** Data supplied follows **
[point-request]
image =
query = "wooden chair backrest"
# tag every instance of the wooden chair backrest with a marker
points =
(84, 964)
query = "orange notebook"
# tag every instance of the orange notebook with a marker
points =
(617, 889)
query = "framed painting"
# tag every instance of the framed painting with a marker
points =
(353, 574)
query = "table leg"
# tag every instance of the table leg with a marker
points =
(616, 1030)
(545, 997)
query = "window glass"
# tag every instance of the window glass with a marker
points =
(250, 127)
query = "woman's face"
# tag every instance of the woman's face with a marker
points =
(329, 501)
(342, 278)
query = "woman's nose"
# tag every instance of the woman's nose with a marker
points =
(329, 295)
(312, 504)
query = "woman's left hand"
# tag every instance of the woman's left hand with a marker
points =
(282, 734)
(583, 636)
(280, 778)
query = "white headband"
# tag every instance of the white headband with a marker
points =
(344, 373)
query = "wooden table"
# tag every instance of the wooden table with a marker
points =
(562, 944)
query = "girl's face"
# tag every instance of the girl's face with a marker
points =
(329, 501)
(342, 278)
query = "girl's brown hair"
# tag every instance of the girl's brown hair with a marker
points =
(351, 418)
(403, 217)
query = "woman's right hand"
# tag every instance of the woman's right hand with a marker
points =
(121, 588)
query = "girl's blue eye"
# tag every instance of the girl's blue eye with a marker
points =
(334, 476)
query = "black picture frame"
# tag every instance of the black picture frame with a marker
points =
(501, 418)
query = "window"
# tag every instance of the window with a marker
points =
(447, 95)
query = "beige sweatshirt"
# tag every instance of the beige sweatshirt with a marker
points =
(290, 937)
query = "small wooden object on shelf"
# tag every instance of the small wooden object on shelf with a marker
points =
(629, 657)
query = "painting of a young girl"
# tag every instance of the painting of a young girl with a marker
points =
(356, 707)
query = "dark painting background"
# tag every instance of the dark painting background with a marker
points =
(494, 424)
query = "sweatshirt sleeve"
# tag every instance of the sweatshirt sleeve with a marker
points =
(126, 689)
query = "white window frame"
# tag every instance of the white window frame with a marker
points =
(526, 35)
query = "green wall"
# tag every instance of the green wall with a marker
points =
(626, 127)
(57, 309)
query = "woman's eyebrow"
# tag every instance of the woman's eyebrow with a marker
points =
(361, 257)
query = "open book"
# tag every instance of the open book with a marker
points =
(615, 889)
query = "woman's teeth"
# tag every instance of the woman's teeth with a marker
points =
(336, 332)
** End of Data supplied **
• _Exercise goal_:
Within the records above, each line containing "hand" is to be returned.

• _Solution for this task_:
query = "woman's left hand"
# tag every instance of the woman's left hand with a marker
query = "woman's right hand"
# tag every instance of the woman's right hand with a marker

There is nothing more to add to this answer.